• _PROBLEMS TO WORK ON_:
a - Write out the blog posts word for word from "Tuesday, February 22, 2011" to "The Most Merciful.".
b - Pick out every line of the entries that contains the string "branch", and copy each one. Case counts.

• _QUOTED PASSAGE_:
= = = = =

Tuesday, February 22, 2011

Winter

Its cold out here. I can't even felt my blood running through my vein. Less planning, nowhere to go. Everything covered with white snowy sadness. I felt empty, dead to be precise. O summer, please come quick, i need your warmth, I need your shine, i need your smile. O sun, burst your light, punch your heat, so that i can be alive. O God, only you, to whom I seek belief, to You I floored my head to, I seek forgiveness and repent, give me a chance to live my life to the fullest, give me Your will to be alongside my dearest, to be warmth, to feel like to-get-her, to be Love. I begged You, the Most Gracious, The Most Merciful.

Tuesday, January 25, 2011

Ummu Hani

I didn't looked at her, everyone knew her traits. But i look from a different perspectives. Her Father. His shouting and crying so bad. His daughter is physically challenged from that on. Its dead touching to see a man cried that hard. Is it normal? Why not her mother's the one who's shouting around like crazy? Why should be him? Some man, huh? This guy really focusing on his family 'future' until he neglected the needs of his daughter when she's in pain. He took it lightly. This is the result. All work and no fun. He should be sorry and been put at blame of the lost of her daughter eyesight. Because he takes thing lightly. Where he shouldn't. He should bring her for check up earlier. Not after she's fainted. Seriously man, don't take anything lightly of your love ones. Or end up losing. That's cry of a looser. What a pity. And, I think all men, if not all, small portion of it, takes ting lightly, like him, like me. Those your loves need concerned, need touch, need care, not only stability, not only afford-ability. Future can wait, current need to take seriously too.

Tuesday, January 11, 2011

Fuhhh

HECDARNTIC! Thats the terminology popup from my head to describe my daily routine since moving on. I guess thats what you get when you ask too much. I felt lucky because Darl is there, she help me ease the weight, but yet, still, i'm burdened. In this new home (if i may called that home) there is only one thing that I'm blessed to be good at, I think, but still, i play catch up. Acronym. Everything is coded. Everything is shorthanded. One thing for sure, there are so many things to do, but, I don't know where to begin with. I just play consumed the thing that is on desk, and try not to leeway around much. This new home is not the kind of place i dreamed of because theres to much food, literary, TOO MUCH! The supply really exceed demand. This is bad for my waist as it grows rapidly then ever. I love the people, hope they love me too. I tried so hard to blend. Hope they can accept me in the family. Fuhh. I'm at the state where my scapula, shoulders and vertebrate all at sore. Hope to get off with this transition as quickly as i can. Not to impressed, just to complete my test. Cream of the cream they said. But i don't really think so. I just wanted to live my life to the fullest and boom my potential, if there's any.

= = = = =

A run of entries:

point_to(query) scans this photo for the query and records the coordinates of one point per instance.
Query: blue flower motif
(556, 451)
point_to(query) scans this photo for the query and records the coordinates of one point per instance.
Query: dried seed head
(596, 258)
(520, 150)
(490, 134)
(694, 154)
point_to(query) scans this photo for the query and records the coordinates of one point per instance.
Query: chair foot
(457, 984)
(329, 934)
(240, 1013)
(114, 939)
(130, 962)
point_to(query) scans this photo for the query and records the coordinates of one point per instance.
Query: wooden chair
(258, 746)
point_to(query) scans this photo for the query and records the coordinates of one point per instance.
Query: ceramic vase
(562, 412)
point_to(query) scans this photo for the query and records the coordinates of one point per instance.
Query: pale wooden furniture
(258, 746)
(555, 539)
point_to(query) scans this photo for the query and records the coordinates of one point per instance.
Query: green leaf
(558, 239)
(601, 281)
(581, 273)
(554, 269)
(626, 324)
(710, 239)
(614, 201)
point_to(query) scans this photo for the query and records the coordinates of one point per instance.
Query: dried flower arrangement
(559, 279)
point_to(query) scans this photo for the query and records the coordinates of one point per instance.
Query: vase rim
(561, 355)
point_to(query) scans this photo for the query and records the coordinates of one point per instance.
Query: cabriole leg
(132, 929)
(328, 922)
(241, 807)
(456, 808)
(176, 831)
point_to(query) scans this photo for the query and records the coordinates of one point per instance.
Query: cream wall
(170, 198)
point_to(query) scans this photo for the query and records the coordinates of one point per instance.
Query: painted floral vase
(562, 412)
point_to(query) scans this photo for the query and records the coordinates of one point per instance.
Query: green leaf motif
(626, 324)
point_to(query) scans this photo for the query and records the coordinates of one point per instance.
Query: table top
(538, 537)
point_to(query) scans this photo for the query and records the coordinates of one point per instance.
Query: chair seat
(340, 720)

= = = = =

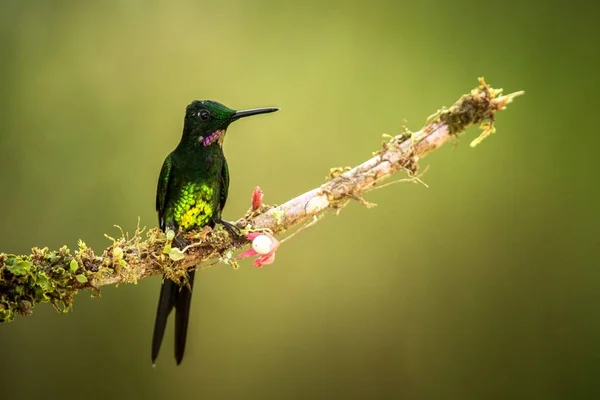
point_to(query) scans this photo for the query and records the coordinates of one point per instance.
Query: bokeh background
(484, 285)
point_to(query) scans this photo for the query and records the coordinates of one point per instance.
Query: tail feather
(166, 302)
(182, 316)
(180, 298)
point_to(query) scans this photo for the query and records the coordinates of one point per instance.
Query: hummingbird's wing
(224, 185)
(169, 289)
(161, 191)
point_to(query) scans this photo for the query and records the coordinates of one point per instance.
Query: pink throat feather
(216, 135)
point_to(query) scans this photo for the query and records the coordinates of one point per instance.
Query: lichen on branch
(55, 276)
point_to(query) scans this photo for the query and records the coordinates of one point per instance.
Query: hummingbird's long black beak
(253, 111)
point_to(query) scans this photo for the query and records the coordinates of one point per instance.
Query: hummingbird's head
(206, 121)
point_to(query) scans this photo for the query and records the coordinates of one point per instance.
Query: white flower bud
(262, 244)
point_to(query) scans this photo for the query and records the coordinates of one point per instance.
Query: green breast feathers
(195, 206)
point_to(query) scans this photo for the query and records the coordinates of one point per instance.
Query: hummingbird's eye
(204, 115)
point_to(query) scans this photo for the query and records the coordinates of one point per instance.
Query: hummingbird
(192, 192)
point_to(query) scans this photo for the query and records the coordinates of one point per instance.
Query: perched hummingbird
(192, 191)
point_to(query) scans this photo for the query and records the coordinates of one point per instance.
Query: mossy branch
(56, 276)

= = = = =

• _ANSWERS TO THE PROBLEMS_:
a -
Tuesday, February 22, 2011

Winter

Its cold out here. I can't even felt my blood running through my vein. Less planning, nowhere to go. Everything covered with white snowy sadness. I felt empty, dead to be precise. O summer, please come quick, i need your warmth, I need your shine, i need your smile. O sun, burst your light, punch your heat, so that i can be alive. O God, only you, to whom I seek belief, to You I floored my head to, I seek forgiveness and repent, give me a chance to live my life to the fullest, give me Your will to be alongside my dearest, to be warmth, to feel like to-get-her, to be Love. I begged You, the Most Gracious, The Most Merciful.

b -
Query: lichen on branch
Query: mossy branch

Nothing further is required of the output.